▸ **To do**
Return every line in the rows below that contains the word "road".

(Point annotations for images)
■ ■ ■ ■ ■

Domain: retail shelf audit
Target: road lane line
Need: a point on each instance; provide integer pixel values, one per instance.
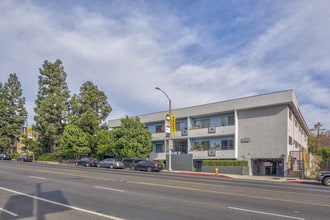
(111, 189)
(8, 212)
(38, 177)
(62, 204)
(266, 213)
(229, 193)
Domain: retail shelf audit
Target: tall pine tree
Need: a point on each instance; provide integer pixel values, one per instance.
(52, 104)
(13, 112)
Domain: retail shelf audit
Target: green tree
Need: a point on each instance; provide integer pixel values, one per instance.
(132, 139)
(13, 112)
(88, 110)
(90, 99)
(4, 142)
(52, 104)
(106, 145)
(74, 141)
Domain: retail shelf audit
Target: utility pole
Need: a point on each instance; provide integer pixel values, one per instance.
(317, 127)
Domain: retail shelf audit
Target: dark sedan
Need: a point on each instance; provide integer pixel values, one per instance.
(5, 157)
(86, 162)
(111, 163)
(147, 165)
(25, 158)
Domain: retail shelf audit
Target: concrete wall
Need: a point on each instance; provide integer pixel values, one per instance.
(262, 133)
(182, 162)
(227, 170)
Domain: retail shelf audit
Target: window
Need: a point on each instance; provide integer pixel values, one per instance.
(159, 148)
(227, 120)
(205, 123)
(205, 145)
(160, 129)
(227, 145)
(180, 126)
(202, 123)
(201, 146)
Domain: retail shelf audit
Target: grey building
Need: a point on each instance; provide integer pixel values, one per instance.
(266, 130)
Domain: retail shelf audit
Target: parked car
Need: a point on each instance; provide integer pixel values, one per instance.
(128, 161)
(146, 165)
(324, 177)
(5, 157)
(25, 158)
(86, 162)
(111, 163)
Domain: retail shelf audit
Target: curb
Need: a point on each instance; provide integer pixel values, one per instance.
(204, 174)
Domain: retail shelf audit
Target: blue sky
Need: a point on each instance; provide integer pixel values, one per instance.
(196, 51)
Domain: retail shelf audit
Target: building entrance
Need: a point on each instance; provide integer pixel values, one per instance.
(268, 167)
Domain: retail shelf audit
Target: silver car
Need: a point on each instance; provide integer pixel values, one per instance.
(111, 163)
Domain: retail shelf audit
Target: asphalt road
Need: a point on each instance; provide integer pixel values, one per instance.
(46, 191)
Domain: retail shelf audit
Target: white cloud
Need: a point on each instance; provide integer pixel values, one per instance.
(126, 52)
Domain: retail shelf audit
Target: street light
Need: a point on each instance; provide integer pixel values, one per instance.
(169, 134)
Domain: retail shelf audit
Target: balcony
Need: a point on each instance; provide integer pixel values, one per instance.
(211, 131)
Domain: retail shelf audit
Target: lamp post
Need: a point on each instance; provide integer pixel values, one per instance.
(168, 135)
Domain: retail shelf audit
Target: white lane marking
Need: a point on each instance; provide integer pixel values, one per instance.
(266, 213)
(37, 177)
(61, 204)
(112, 189)
(8, 212)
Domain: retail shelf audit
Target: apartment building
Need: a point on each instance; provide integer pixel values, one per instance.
(266, 130)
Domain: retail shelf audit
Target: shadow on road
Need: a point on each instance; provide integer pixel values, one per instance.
(33, 205)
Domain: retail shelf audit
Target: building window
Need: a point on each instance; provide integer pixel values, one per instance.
(159, 148)
(227, 145)
(202, 123)
(160, 129)
(227, 120)
(201, 146)
(180, 126)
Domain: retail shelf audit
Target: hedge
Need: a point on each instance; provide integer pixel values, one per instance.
(240, 163)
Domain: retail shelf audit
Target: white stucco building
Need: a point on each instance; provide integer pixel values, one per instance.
(267, 130)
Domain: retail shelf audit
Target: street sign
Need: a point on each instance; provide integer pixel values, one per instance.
(173, 124)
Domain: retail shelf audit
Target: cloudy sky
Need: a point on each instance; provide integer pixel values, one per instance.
(197, 51)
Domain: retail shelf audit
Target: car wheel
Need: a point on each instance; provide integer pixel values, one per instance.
(326, 181)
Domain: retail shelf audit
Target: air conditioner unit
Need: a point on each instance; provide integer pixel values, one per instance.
(212, 130)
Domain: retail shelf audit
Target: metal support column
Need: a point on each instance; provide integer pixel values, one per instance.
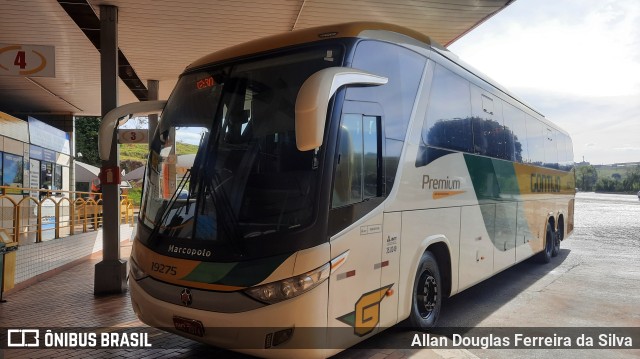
(111, 273)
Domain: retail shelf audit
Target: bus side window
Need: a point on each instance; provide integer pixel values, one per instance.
(404, 69)
(551, 148)
(448, 121)
(537, 138)
(358, 172)
(514, 126)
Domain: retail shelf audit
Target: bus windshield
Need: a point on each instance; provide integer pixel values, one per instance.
(223, 163)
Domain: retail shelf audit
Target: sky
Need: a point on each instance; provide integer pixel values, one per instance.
(575, 61)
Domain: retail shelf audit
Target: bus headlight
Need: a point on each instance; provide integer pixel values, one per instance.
(291, 287)
(136, 272)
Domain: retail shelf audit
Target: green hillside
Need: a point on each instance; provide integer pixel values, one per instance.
(138, 152)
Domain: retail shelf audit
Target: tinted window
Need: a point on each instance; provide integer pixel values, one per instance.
(516, 132)
(357, 176)
(569, 149)
(550, 148)
(537, 139)
(404, 70)
(488, 131)
(448, 121)
(561, 139)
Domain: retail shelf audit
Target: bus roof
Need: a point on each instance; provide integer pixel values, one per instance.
(352, 29)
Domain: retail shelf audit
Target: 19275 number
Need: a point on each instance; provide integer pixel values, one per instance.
(162, 268)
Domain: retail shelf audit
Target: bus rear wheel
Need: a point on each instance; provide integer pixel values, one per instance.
(427, 293)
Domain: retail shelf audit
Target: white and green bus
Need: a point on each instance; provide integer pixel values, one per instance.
(347, 178)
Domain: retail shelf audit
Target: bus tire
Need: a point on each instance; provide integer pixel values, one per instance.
(427, 293)
(549, 243)
(556, 244)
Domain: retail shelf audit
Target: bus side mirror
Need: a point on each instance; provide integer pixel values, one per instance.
(313, 100)
(111, 121)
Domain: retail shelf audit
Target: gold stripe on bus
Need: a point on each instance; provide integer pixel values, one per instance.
(444, 194)
(172, 270)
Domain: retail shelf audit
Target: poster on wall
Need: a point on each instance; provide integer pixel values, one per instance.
(46, 136)
(34, 176)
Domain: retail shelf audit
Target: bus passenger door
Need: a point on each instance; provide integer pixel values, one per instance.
(356, 227)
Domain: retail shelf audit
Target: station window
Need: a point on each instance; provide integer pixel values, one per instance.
(12, 170)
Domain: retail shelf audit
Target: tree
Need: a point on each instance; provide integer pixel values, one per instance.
(632, 179)
(87, 139)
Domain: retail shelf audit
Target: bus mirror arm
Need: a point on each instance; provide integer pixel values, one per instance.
(111, 121)
(313, 100)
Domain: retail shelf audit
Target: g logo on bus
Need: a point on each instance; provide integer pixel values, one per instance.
(366, 315)
(185, 297)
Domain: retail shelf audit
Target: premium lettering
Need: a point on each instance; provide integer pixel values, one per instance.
(439, 183)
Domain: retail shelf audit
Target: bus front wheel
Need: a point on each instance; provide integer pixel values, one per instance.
(427, 293)
(549, 244)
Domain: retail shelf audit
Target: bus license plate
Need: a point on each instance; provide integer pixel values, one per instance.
(189, 326)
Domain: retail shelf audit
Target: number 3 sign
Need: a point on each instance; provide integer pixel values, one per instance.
(132, 136)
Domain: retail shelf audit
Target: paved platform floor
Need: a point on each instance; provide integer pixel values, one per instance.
(66, 300)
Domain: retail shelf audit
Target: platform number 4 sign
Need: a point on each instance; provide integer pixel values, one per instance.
(27, 60)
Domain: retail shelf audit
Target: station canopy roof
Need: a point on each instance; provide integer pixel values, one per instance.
(159, 38)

■ ■ ■ ■ ■

▸ **Exercise result**
Target: road lane line
Target: asphalt road
Target: shadow on road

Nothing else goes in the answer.